Task requirements
Below is a listing. Output every line of it exactly.

○ ○ ○ ○ ○ ○ ○

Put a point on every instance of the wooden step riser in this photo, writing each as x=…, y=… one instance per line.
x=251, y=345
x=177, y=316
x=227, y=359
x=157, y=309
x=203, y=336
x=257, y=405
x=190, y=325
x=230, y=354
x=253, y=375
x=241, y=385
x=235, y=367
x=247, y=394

○ ○ ○ ○ ○ ○ ○

Exercise output
Put a point on every instance of the wooden step riser in this photo, writing each as x=…, y=… one instance per line.
x=251, y=345
x=177, y=316
x=227, y=359
x=157, y=309
x=203, y=336
x=257, y=405
x=190, y=325
x=230, y=354
x=253, y=375
x=241, y=385
x=235, y=367
x=247, y=394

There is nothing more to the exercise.